== Tasks to carry out ==
**A)** From the comment thread about the Reddit blackout below, extract the stretch from "I feel bad about" through "is laid out.".
**B)** List every numbered item in the comment thread about the Reddit blackout below.
**C)** Write what follows the last comment in the thread about the Reddit blackout below.

== Study text ==
I feel bad about all the people deleting their Reddit accounts because there’s probably so many helpful comments and posts on subreddits people look to for help and info that are just gone now
It would just be better if they transitioned over to another site in protest, but preserved helpful posts and comments
Just deleting the account keeps the comments there, though.
You gotta use one of those wipers to fully nuke your tracks. Otherwise you show as [Deleted] and the posts remain.
If it weren’t for the blackout I:
1: Never would’ve heard of Lemmy
2: Likely not have tried it
3: Wouldn’t have had the inclination to stick around and learn
4: Started to like how Lemmy is laid out.
Neccessity is the mother of federation!
I’m loving this non stop coverage of the blackout. It can’t be a good luck for investors interested in reddit
No mention of alternatives being in the spotlight that’s a bit too bad
To be perfectly honest, Lemmy has had staggering growth regardless of the lack of media attention. And I’m not entirely certain that’s a bad thing.

== Material provided ==
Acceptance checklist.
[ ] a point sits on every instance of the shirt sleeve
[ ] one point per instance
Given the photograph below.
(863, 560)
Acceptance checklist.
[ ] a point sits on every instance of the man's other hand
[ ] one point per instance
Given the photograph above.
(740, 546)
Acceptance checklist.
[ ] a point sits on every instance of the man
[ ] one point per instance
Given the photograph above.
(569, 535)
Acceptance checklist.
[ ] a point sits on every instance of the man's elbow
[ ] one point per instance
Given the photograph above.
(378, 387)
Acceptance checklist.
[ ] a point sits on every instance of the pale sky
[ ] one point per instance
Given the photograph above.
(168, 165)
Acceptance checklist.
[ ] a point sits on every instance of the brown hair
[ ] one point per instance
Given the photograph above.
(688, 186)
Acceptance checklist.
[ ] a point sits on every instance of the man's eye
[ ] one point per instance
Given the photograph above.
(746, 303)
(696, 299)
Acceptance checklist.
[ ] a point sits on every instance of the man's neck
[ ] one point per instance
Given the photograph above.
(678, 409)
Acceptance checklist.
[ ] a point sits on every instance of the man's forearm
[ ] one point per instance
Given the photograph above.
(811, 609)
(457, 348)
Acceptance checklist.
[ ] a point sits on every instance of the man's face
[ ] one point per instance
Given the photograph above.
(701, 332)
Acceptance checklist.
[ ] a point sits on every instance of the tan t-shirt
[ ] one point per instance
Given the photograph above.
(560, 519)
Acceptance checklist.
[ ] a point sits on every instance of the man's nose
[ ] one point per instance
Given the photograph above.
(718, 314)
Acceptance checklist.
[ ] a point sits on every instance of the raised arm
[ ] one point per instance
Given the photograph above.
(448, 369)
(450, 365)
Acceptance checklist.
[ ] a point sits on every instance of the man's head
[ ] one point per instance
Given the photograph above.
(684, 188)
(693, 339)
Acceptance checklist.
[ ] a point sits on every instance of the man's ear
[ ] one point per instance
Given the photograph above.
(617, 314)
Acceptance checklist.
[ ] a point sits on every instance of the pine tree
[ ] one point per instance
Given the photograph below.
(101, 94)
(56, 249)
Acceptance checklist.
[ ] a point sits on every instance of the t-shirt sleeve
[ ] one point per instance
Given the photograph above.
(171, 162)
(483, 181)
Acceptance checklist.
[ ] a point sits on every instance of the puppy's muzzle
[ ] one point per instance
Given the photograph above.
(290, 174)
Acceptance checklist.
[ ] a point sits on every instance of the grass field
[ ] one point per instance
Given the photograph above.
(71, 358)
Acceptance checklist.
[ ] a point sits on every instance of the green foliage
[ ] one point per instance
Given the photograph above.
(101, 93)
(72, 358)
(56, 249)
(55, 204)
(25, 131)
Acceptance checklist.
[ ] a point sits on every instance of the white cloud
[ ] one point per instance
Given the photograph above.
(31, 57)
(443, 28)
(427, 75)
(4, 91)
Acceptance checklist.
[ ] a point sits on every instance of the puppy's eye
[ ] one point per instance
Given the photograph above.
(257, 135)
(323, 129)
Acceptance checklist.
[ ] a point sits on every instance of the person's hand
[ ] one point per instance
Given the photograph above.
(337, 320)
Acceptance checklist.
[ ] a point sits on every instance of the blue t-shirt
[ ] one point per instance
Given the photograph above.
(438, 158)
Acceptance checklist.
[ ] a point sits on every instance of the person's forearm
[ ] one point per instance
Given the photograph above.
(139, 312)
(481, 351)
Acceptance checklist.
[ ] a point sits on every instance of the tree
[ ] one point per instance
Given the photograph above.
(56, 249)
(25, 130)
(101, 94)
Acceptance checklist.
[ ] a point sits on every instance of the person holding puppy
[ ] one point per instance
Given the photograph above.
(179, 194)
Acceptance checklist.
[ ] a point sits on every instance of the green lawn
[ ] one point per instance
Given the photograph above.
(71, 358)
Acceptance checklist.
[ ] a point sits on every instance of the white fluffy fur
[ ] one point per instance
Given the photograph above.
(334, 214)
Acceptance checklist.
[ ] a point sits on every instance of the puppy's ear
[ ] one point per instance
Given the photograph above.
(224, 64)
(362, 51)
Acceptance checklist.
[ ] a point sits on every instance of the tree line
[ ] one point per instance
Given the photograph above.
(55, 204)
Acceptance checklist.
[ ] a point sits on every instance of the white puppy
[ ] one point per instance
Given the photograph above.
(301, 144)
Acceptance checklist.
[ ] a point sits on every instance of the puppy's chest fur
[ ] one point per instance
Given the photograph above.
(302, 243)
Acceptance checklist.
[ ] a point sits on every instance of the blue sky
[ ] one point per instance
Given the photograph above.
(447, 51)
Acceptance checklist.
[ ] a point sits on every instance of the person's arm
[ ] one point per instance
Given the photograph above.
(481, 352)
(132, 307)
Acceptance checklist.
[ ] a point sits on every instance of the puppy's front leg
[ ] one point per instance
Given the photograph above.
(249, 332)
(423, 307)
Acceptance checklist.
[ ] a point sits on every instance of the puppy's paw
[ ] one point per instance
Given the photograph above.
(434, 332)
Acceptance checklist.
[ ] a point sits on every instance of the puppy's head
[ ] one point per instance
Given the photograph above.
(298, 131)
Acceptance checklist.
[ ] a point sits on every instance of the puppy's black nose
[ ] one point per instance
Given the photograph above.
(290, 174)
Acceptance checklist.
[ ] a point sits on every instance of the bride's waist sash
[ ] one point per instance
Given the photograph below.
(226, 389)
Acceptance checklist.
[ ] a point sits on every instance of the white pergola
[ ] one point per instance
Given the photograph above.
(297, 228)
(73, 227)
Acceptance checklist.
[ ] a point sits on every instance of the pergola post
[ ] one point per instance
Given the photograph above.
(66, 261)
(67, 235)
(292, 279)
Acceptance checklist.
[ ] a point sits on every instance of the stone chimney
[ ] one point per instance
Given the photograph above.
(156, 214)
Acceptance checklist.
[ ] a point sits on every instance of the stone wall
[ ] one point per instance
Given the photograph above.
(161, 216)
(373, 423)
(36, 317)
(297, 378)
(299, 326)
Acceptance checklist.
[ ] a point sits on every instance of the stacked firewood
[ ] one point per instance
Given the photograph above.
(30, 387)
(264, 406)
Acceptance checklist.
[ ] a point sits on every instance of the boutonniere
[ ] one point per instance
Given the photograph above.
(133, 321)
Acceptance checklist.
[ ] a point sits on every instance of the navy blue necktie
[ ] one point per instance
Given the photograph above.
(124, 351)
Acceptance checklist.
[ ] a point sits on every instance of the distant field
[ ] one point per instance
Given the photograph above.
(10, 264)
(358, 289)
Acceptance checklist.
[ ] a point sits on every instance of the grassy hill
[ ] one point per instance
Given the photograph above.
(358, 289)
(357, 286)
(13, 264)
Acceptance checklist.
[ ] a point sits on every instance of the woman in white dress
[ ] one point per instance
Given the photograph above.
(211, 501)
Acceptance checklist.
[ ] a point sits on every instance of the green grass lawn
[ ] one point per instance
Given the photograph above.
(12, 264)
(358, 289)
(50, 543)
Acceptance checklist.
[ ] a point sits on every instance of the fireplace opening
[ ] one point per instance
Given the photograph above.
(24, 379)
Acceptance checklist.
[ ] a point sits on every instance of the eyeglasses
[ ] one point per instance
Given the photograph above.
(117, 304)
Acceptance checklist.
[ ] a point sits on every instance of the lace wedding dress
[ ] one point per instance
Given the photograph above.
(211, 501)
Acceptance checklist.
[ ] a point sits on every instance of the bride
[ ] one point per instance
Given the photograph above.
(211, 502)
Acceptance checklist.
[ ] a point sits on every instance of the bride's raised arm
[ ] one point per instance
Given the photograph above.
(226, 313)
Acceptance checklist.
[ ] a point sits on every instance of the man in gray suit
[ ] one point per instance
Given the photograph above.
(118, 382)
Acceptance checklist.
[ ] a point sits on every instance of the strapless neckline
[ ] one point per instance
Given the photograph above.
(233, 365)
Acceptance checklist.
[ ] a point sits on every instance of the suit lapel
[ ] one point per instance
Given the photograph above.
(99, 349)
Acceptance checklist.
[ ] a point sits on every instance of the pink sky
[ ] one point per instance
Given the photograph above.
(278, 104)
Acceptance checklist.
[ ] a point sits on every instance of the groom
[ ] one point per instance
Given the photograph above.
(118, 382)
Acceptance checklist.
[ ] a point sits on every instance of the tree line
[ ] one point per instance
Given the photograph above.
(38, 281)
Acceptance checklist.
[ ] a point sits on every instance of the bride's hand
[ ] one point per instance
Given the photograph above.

== List of answers ==
**A)**
I feel bad about all the people deleting their Reddit accounts because there’s probably so many helpful comments and posts on subreddits people look to for help and info that are just gone now
It would just be better if they transitioned over to another site in protest, but preserved helpful posts and comments
Just deleting the account keeps the comments there, though.
You gotta use one of those wipers to fully nuke your tracks. Otherwise you show as [Deleted] and the posts remain.
If it weren’t for the blackout I:
1: Never would’ve heard of Lemmy
2: Likely not have tried it
3: Wouldn’t have had the inclination to stick around and learn
4: Started to like how Lemmy is laid out.

**B)**
1: Never would’ve heard of Lemmy
2: Likely not have tried it
3: Wouldn’t have had the inclination to stick around and learn
4: Started to like how Lemmy is laid out.

**C)**
Look at my home instance of lemmy.world, for example. When I joined pre-blackout, we had around 800 members. Now, two server upgrades later, we’re at nearly 18,000. If only a fraction of those newcomers stay, it’s still enough to jumpstart organic growth, even if it’s slow. And it gives us time to really develop.
Maybe that’s a glass-half-full outlook, but I’m optimistic.
Wait. Why are the memes about the blackout better on twitter than here?! Or have I just not found the good communities for those kind of memes?
There are still a lot more people on twitter.
Good point. I keep forgetting that not everyone just moved here during the protests.
Give it time 😃
BuzzFeed and other sites might have to write their own content. So many “articles” I come across are just reposts of Reddit comments.
They could always pay the API fees and get ChatGPT to write some Reddit-like comments for them to report on.